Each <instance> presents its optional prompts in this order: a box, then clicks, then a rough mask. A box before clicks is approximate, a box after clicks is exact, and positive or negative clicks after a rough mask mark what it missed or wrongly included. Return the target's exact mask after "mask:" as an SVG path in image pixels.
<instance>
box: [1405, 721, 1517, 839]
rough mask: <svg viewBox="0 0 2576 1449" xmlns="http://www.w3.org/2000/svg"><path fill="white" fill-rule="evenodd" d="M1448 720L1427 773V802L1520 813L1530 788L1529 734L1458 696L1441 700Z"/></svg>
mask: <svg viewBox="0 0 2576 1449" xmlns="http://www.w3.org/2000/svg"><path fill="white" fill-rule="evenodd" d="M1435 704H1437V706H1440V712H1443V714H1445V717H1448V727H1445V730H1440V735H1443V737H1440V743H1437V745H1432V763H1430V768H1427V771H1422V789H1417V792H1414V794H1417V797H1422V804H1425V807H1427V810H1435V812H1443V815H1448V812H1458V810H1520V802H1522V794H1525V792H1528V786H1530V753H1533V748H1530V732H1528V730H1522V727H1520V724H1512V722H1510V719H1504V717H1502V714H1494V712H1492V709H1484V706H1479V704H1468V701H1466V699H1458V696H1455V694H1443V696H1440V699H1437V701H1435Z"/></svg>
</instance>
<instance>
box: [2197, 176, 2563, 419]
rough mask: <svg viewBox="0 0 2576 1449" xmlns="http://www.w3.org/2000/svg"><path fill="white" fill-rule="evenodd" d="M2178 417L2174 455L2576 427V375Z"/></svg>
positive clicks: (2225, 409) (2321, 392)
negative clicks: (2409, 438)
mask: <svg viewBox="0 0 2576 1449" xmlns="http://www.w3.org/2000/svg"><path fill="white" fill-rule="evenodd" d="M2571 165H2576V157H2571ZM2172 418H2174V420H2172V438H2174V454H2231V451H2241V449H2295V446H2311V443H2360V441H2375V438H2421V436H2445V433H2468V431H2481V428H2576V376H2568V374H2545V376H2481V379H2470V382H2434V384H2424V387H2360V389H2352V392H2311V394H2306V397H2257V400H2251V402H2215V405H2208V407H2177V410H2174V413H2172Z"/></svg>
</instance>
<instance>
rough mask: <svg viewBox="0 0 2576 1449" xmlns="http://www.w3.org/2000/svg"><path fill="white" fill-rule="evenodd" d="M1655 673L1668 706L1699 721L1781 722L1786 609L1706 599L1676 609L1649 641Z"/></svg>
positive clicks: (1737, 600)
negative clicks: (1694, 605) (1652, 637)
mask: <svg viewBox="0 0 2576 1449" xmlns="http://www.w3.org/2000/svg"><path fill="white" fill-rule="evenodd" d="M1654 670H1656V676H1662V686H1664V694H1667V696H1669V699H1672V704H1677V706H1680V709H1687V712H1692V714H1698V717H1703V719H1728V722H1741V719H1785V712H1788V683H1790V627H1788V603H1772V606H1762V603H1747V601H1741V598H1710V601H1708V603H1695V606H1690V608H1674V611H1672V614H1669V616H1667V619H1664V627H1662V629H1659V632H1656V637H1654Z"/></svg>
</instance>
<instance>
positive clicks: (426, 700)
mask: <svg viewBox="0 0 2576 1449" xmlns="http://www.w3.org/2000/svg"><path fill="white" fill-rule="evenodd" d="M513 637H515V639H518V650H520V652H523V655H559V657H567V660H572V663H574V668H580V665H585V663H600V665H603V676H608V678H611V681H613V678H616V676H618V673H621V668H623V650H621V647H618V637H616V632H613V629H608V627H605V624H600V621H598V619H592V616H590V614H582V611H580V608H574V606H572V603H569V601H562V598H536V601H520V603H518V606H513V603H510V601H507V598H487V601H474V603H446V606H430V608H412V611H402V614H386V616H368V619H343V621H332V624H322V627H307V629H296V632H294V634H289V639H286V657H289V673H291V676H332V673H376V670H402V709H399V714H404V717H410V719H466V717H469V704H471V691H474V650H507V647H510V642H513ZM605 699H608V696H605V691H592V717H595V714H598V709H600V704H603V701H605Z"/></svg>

## Task objective
The answer must be an exact reproduction of all the records.

## Solution for this task
Each <instance> presents its optional prompts in this order: a box, then clicks, then a rough mask. A box before clicks is approximate, a box after clicks is exact, and positive or negative clicks after a rough mask mark what it missed or wrongly included. Return the target's exact mask after "mask:" as an SVG path in image pixels.
<instance>
box: [1405, 721, 1517, 839]
rough mask: <svg viewBox="0 0 2576 1449" xmlns="http://www.w3.org/2000/svg"><path fill="white" fill-rule="evenodd" d="M1448 720L1427 773V802L1520 813L1530 788L1529 734L1458 696L1441 700Z"/></svg>
mask: <svg viewBox="0 0 2576 1449" xmlns="http://www.w3.org/2000/svg"><path fill="white" fill-rule="evenodd" d="M1435 704H1437V706H1440V712H1443V714H1445V717H1448V727H1445V730H1440V735H1443V737H1440V743H1437V745H1432V763H1430V768H1427V771H1422V789H1417V792H1414V794H1417V797H1422V804H1425V807H1427V810H1435V812H1443V815H1448V812H1458V810H1520V802H1522V794H1525V792H1528V786H1530V753H1533V748H1530V732H1528V730H1522V727H1520V724H1512V722H1510V719H1504V717H1502V714H1494V712H1492V709H1484V706H1479V704H1468V701H1466V699H1458V696H1455V694H1443V696H1440V699H1437V701H1435Z"/></svg>
</instance>
<instance>
box: [2197, 176, 2563, 419]
rough mask: <svg viewBox="0 0 2576 1449" xmlns="http://www.w3.org/2000/svg"><path fill="white" fill-rule="evenodd" d="M2178 417L2174 455L2576 427V375Z"/></svg>
positive clicks: (2225, 409) (2321, 392)
negative clicks: (2409, 438)
mask: <svg viewBox="0 0 2576 1449" xmlns="http://www.w3.org/2000/svg"><path fill="white" fill-rule="evenodd" d="M2571 165H2576V157H2571ZM2172 418H2174V420H2172V438H2174V454H2231V451H2241V449H2295V446H2311V443H2360V441H2375V438H2421V436H2445V433H2468V431H2481V428H2576V376H2568V374H2545V376H2481V379H2470V382H2434V384H2424V387H2360V389H2352V392H2311V394H2306V397H2257V400H2251V402H2215V405H2208V407H2177V410H2174V413H2172Z"/></svg>
</instance>
<instance>
rough mask: <svg viewBox="0 0 2576 1449" xmlns="http://www.w3.org/2000/svg"><path fill="white" fill-rule="evenodd" d="M1655 673L1668 706L1699 721L1781 722L1786 609L1706 599L1676 609L1649 641Z"/></svg>
positive clicks: (1737, 600)
negative clicks: (1694, 605) (1652, 637)
mask: <svg viewBox="0 0 2576 1449" xmlns="http://www.w3.org/2000/svg"><path fill="white" fill-rule="evenodd" d="M1654 670H1656V676H1662V686H1664V694H1667V696H1669V699H1672V704H1677V706H1680V709H1687V712H1692V714H1698V717H1703V719H1728V722H1741V719H1785V712H1788V683H1790V627H1788V603H1772V606H1762V603H1747V601H1741V598H1710V601H1708V603H1695V606H1690V608H1674V611H1672V614H1669V616H1667V619H1664V627H1662V629H1659V632H1656V637H1654Z"/></svg>
</instance>
<instance>
positive clicks: (426, 700)
mask: <svg viewBox="0 0 2576 1449" xmlns="http://www.w3.org/2000/svg"><path fill="white" fill-rule="evenodd" d="M513 637H515V639H518V650H520V652H523V655H559V657H567V660H572V663H574V668H580V665H585V663H600V665H603V676H608V678H611V681H613V678H616V676H618V673H621V668H623V650H621V647H618V637H616V632H613V629H608V627H605V624H600V621H598V619H592V616H590V614H582V611H580V608H574V606H572V603H569V601H562V598H536V601H520V603H518V606H513V603H510V601H507V598H487V601H474V603H446V606H430V608H412V611H402V614H386V616H368V619H343V621H332V624H322V627H307V629H296V632H294V634H289V639H286V657H289V673H291V676H332V673H376V670H402V709H399V714H404V717H410V719H466V717H469V704H471V691H474V650H507V647H510V642H513ZM605 699H608V696H605V691H592V717H595V714H598V709H600V704H603V701H605Z"/></svg>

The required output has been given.